Source text =>
• • • •
Heart surgeons now have a better grasp of the effects of different surgical approaches thanks to researchers at the Georgia Institute of Technology (Atlanta) collaborating with pediatric cardiologists and surgeons at The Children's Hospital of Philadelphia.

The team reported that they have developed a tool for virtual surgery that allows heart surgeons to view the predicted effects of different surgical approaches.

They found that by manipulating three-dimensional cardiac magnetic resonance images of a patient's specific anatomy, surgeons can view how alternative approaches affect blood flow and expected outcomes, and can select the best approach for each patient before entering the operating room.

"What we're doing is looking at the anatomy of a patient and we're creating a computer model of the heart," Ajit Yoganathan, PhD, Regents' Professor in the Wallace H. Coulter Department of Biomedical Engineering at Georgia Tech and Emory University (Atlanta) told Medical Device Daily. "This has been ongoing research for the last seven to eight years."

The researchers describe the surgical planning methodology, detailing how the tool helped them to plan the surgery of a four-year-old who was born with just one functional ventricle, or pumping chamber, instead of two, in the August issue of the Journal of the American College of Cardiology: Cardiovascular Imaging.

"We know that in this particular case the left lung was impacted," Yoganathan said. "So far this procedure has been done on three other children."

Two in every 1,000 babies in the U.S. are born with this type of single ventricle heart defect. These children typically suffer from low levels of oxygen in their tissues because their oxygen-rich and oxygen-poor bloods mix in their one functional ventricle before being redistributed to their lungs and body.

The children usually undergo a series of three open-heart surgeries - called the staged Fontan reconstruction - to reshape the circulation in a way that allows oxygen-poor blood to flow from the limbs directly to the lungs without going through the heart. While these vascular modifications can eliminate blood mixing and restore normal oxygenation levels, surgeons and cardiologists must ensure that the lungs will receive proper amounts of blood and nutrients after the surgery so that normal development occurs.

But the new imaging technique eliminates the need for these multiple surgeries and gives surgeons a chance to get to the heart of the matter.

The image-based surgical planning consisted of five major steps: acquiring magnetic resonance images of the child's heart at different times in the cardiac cycle, modeling the preoperative heart anatomy and blood flow, performing virtual surgeries, using computational fluid dynamics to model the proposed postoperative flow, and measuring the distribution of liver-derived hormonal factors and other clinically relevant parameters as feedback to the surgeon.
• • • •
Data to examine =>
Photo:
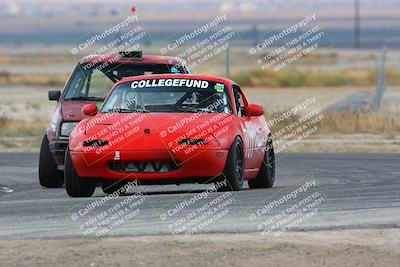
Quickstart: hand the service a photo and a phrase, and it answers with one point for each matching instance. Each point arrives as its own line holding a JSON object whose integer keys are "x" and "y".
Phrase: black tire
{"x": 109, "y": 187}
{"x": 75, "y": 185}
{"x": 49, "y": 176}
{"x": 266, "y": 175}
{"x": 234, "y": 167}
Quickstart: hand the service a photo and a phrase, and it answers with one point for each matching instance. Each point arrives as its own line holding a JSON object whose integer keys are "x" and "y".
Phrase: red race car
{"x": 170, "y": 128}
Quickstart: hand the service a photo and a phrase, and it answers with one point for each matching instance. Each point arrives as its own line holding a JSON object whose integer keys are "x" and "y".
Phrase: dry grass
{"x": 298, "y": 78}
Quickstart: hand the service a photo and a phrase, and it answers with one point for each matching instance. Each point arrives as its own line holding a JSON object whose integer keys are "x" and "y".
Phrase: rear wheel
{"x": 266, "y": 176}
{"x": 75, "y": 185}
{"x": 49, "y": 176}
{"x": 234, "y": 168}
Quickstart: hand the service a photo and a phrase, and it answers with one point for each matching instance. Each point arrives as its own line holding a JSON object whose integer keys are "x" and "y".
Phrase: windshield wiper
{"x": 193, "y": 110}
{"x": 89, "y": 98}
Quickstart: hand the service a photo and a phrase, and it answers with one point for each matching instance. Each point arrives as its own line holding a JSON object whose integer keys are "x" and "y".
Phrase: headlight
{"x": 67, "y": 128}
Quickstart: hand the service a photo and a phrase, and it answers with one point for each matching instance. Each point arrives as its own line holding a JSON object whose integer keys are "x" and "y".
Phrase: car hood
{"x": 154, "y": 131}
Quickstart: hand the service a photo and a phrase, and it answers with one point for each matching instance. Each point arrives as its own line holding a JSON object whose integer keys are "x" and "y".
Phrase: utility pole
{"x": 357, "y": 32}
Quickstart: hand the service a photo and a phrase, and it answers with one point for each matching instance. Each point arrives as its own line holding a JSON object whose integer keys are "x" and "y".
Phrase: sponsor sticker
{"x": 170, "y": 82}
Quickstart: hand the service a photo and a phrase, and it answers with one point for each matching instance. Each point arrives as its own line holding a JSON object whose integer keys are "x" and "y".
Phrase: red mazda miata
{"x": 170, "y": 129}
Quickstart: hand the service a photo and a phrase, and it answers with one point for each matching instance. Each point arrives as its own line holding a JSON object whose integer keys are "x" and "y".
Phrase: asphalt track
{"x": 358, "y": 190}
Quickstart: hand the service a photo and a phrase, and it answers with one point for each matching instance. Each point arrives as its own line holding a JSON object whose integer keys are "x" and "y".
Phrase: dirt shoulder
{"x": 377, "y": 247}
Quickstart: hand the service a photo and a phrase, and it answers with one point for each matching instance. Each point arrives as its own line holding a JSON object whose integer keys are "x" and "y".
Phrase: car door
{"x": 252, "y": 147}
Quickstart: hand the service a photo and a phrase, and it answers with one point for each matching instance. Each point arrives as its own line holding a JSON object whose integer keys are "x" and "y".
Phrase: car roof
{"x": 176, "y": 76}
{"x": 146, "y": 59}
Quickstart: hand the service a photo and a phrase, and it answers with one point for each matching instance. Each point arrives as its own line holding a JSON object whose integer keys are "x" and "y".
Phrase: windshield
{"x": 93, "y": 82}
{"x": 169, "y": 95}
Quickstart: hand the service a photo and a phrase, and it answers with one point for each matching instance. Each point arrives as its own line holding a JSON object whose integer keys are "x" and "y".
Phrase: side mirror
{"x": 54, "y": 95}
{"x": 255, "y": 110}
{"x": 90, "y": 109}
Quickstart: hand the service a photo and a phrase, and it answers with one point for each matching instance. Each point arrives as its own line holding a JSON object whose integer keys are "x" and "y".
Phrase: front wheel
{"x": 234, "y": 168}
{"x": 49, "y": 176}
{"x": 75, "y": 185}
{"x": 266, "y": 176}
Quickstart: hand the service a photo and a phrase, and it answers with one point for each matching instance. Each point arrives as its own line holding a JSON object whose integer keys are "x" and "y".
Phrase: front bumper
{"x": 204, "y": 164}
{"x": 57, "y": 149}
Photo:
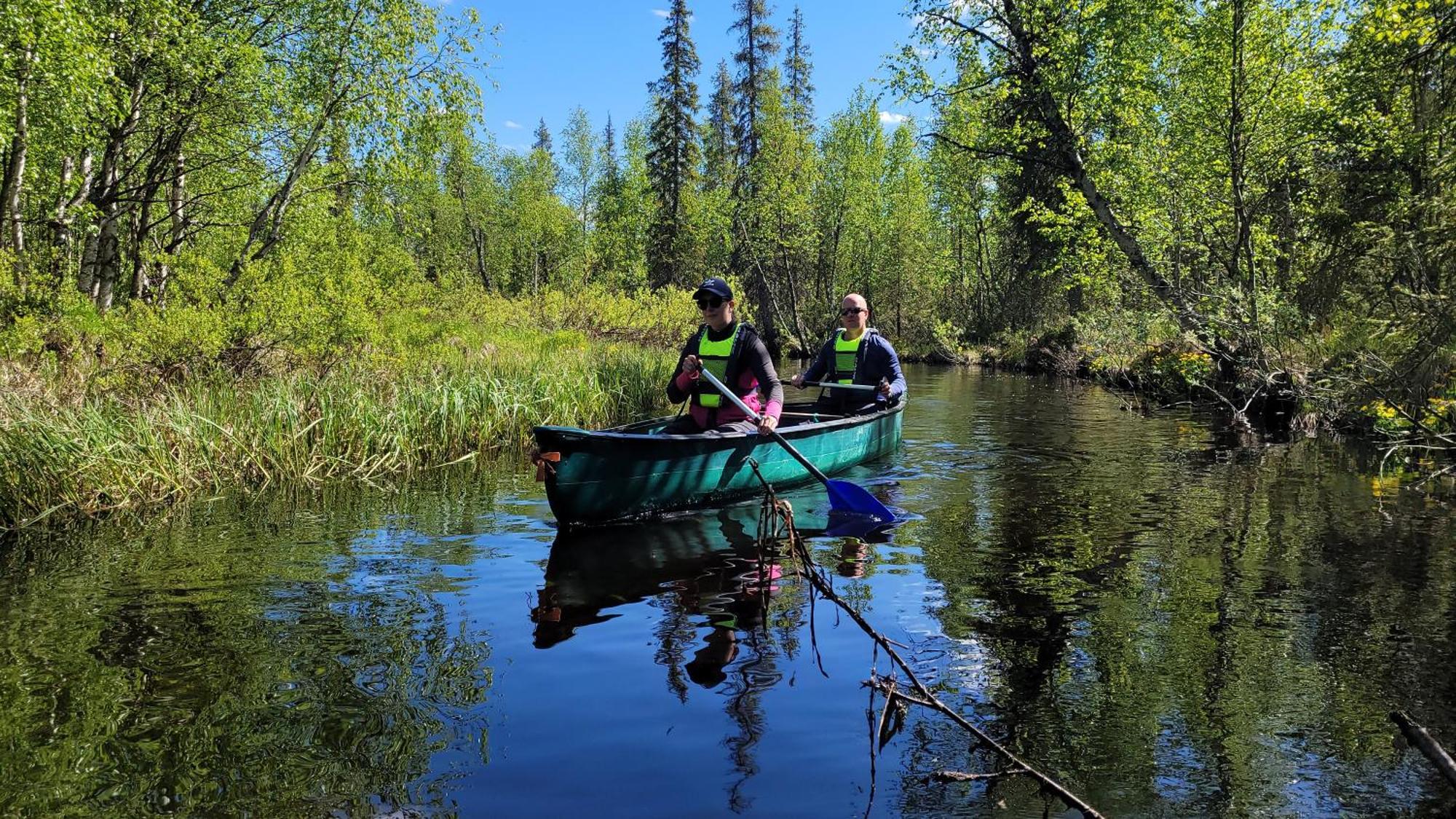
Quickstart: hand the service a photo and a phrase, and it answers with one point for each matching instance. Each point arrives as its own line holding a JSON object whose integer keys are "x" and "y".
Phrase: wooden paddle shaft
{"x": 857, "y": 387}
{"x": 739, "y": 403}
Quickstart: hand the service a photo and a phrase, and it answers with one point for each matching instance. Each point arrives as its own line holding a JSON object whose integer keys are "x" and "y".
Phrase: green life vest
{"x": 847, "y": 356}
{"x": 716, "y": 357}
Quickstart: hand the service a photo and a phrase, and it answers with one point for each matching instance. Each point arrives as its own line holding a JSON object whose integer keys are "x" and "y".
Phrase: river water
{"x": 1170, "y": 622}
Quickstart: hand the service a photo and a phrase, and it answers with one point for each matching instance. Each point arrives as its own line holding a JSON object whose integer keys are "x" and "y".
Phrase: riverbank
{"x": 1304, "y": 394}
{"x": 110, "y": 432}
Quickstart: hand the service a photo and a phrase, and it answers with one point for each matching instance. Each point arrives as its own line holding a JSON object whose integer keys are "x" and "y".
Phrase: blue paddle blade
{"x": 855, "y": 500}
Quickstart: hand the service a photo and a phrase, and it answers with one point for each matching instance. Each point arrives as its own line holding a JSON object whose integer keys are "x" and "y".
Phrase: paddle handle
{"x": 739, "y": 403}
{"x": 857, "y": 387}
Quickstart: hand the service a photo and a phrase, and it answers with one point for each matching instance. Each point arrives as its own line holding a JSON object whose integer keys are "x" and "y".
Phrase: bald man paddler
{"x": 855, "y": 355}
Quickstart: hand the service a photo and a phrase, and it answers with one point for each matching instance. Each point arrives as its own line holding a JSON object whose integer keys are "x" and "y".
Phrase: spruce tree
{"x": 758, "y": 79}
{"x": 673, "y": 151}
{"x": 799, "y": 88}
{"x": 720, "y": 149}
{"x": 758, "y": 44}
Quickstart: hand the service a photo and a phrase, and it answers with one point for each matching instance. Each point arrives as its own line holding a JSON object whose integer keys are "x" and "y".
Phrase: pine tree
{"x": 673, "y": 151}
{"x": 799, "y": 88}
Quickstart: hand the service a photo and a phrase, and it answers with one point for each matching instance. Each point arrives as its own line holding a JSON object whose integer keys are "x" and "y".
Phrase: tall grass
• • • •
Using the information =>
- A) In the article on virtual heart surgery planning, how many babies in the U.S. are born with a single ventricle heart defect?
- B) Extend the article on virtual heart surgery planning, starting after its final sentence.
The items are separate from the article on virtual heart surgery planning and stand on their own.

Exercise responses =>
- A) Two in every 1,000 babies.

- B)
From the model researchers reconstructed the three-dimensional pre-operative flow fields to understand the underlying causes of the malformations.

For the 4-year-old patient, the team saw a highly uneven flow distribution - the left lung was receiving about 70% of the blood pumped out by the heart, but only 5% of the hepatic blood. Both observations suggested left lung malformations, but closer examination of the flow structures in that particular patient revealed that the competition between different vessels at the center of the original Fontan connection effectively forced all hepatic factors into the right lung even though a vast majority of total cardiac output went to the left lung.

To facilitate the design of the surgical options that would correct this problem, researchers developed Surgem, an interactive geometric modeling environment that allowed the surgeon to use both hands and natural gestures in three-dimensions to grab, pull, twist and bend a three-dimensional computer representation of the patient's anatomy.

The research team came up with three options and then performed computational fluid dynamics simulations on all three options to investigate for each how well blood would flow to the lungs and the amount of energy required to drive blood through each connection design. These measures of clinical performance allowed the cardiologists and surgeons to conduct a risk/benefit analysis, which also included factors such as difficulty of completion and potential complications.

"The final thought is that these kids go through multiple surgeries before they are able see any results," Yoganathan said. "With this method we're able to see what procedure works best first and eliminate the need for constant surgery."